(Point labeling data from photos)
=======
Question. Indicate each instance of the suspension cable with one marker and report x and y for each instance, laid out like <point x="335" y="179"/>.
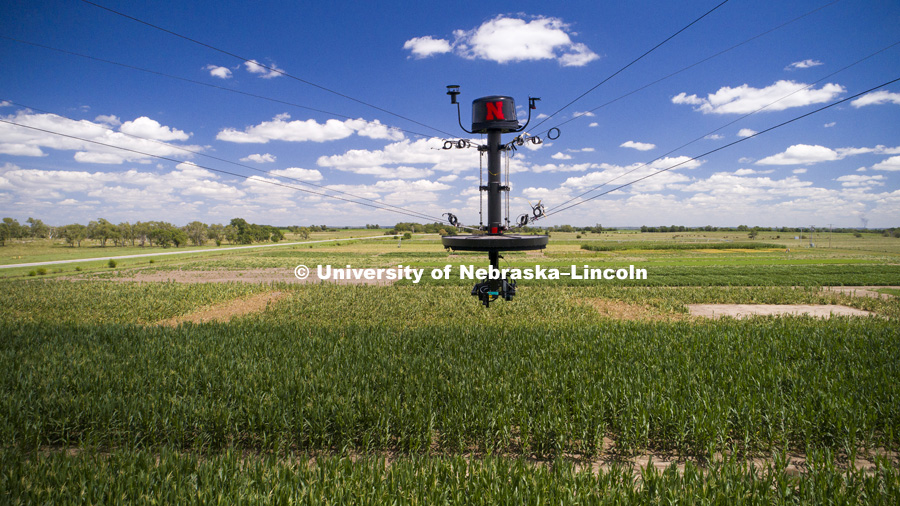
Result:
<point x="726" y="146"/>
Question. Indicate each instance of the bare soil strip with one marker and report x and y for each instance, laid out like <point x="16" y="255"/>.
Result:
<point x="862" y="291"/>
<point x="745" y="310"/>
<point x="271" y="275"/>
<point x="620" y="310"/>
<point x="225" y="311"/>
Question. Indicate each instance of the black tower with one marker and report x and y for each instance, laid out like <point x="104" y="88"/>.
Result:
<point x="494" y="115"/>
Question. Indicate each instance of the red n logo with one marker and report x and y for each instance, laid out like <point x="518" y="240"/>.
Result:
<point x="494" y="110"/>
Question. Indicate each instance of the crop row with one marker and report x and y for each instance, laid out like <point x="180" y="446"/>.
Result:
<point x="670" y="245"/>
<point x="171" y="477"/>
<point x="526" y="388"/>
<point x="106" y="302"/>
<point x="410" y="305"/>
<point x="848" y="274"/>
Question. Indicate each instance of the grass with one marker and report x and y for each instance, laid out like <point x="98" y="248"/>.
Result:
<point x="172" y="477"/>
<point x="416" y="394"/>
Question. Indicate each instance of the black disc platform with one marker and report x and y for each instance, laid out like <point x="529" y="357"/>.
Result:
<point x="495" y="242"/>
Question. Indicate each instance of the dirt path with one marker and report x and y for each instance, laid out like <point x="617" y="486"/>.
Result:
<point x="225" y="311"/>
<point x="745" y="310"/>
<point x="862" y="291"/>
<point x="270" y="275"/>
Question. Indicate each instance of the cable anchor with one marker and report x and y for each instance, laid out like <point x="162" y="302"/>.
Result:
<point x="452" y="219"/>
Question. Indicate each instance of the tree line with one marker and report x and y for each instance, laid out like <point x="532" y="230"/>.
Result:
<point x="147" y="233"/>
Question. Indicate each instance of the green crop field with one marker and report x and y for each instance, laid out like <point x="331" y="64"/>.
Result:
<point x="413" y="393"/>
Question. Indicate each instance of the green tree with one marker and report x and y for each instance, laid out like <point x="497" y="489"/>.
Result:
<point x="216" y="232"/>
<point x="197" y="232"/>
<point x="102" y="230"/>
<point x="126" y="233"/>
<point x="37" y="228"/>
<point x="9" y="229"/>
<point x="74" y="234"/>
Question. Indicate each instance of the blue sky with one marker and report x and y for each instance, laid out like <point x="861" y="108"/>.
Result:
<point x="840" y="166"/>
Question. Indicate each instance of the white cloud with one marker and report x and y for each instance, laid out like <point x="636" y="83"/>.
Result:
<point x="259" y="158"/>
<point x="423" y="47"/>
<point x="804" y="154"/>
<point x="151" y="129"/>
<point x="750" y="172"/>
<point x="110" y="120"/>
<point x="301" y="131"/>
<point x="298" y="173"/>
<point x="265" y="71"/>
<point x="891" y="164"/>
<point x="15" y="149"/>
<point x="552" y="167"/>
<point x="855" y="181"/>
<point x="876" y="98"/>
<point x="83" y="137"/>
<point x="640" y="146"/>
<point x="510" y="39"/>
<point x="746" y="99"/>
<point x="805" y="64"/>
<point x="421" y="152"/>
<point x="801" y="154"/>
<point x="220" y="72"/>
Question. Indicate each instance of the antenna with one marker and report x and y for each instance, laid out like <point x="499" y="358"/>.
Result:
<point x="494" y="115"/>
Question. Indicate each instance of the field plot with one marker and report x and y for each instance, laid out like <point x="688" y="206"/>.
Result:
<point x="115" y="390"/>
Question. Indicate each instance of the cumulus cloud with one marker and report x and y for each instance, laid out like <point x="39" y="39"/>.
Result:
<point x="891" y="164"/>
<point x="259" y="158"/>
<point x="220" y="72"/>
<point x="876" y="98"/>
<point x="264" y="71"/>
<point x="640" y="146"/>
<point x="298" y="173"/>
<point x="152" y="129"/>
<point x="805" y="64"/>
<point x="856" y="181"/>
<point x="805" y="154"/>
<point x="281" y="129"/>
<point x="110" y="120"/>
<point x="84" y="136"/>
<point x="422" y="152"/>
<point x="745" y="99"/>
<point x="423" y="47"/>
<point x="510" y="39"/>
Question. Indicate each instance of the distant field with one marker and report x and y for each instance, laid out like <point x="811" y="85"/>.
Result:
<point x="415" y="391"/>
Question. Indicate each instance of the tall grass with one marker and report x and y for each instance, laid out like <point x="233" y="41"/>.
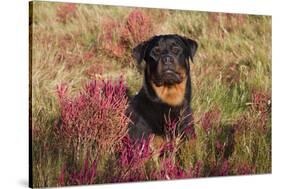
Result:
<point x="231" y="78"/>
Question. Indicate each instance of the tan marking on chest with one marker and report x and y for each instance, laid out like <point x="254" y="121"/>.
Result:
<point x="172" y="95"/>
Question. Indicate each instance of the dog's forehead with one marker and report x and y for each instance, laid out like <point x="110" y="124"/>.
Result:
<point x="167" y="40"/>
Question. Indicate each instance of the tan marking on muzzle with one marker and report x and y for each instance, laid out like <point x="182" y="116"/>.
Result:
<point x="172" y="95"/>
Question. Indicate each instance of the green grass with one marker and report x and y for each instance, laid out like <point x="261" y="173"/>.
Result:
<point x="232" y="62"/>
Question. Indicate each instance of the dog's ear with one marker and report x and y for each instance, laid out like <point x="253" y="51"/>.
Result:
<point x="139" y="52"/>
<point x="190" y="45"/>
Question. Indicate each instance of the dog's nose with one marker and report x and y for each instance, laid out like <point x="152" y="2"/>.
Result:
<point x="167" y="60"/>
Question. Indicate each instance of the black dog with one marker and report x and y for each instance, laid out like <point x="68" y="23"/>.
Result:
<point x="166" y="87"/>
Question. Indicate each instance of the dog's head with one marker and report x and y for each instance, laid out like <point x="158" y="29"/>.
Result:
<point x="166" y="63"/>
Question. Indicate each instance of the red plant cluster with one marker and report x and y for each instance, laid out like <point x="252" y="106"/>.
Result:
<point x="96" y="116"/>
<point x="65" y="11"/>
<point x="261" y="102"/>
<point x="169" y="171"/>
<point x="132" y="158"/>
<point x="245" y="169"/>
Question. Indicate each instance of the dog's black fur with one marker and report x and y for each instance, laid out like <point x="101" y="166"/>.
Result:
<point x="166" y="87"/>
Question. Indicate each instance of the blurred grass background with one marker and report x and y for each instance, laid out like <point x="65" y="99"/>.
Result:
<point x="231" y="76"/>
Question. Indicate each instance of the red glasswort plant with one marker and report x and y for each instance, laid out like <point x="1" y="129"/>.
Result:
<point x="133" y="156"/>
<point x="96" y="117"/>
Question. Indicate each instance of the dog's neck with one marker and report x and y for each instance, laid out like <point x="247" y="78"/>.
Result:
<point x="172" y="95"/>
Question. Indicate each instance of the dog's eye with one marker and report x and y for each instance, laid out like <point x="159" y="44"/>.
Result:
<point x="175" y="50"/>
<point x="156" y="50"/>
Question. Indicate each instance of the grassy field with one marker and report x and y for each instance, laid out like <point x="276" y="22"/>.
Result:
<point x="231" y="81"/>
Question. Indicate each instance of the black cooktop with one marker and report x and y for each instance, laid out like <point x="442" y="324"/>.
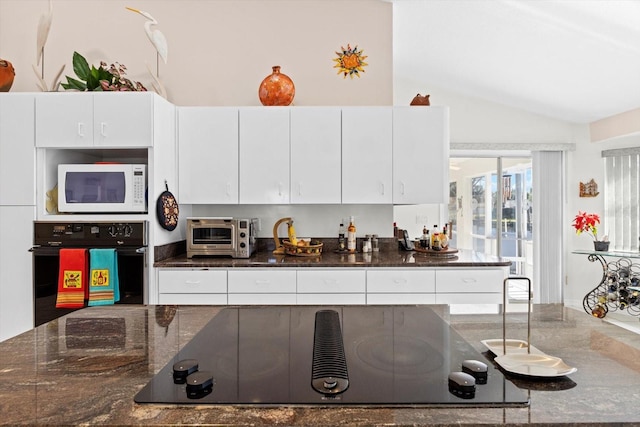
=======
== Exercise requirements ==
Pick out each line of the data above that contains the word "black" and copy those lines.

== Answer for this exercise ==
Question. Indicate each instance of the black tower with one marker and report x and y for each instance, laid out like <point x="104" y="88"/>.
Question. Indicate each instance of the black disc platform with one marker and report x and y for each instance, laid out like <point x="529" y="357"/>.
Question. Indicate each instance of the black dog with one marker and report x and y for each instance, laid out like <point x="68" y="23"/>.
Question. Indicate each instance of the dog's black fur with one marker and report x and y for each instance, laid out like <point x="101" y="166"/>.
Question. Indicate each instance of the black cooktop with one marker and report x and y for each instance, laid out like <point x="442" y="324"/>.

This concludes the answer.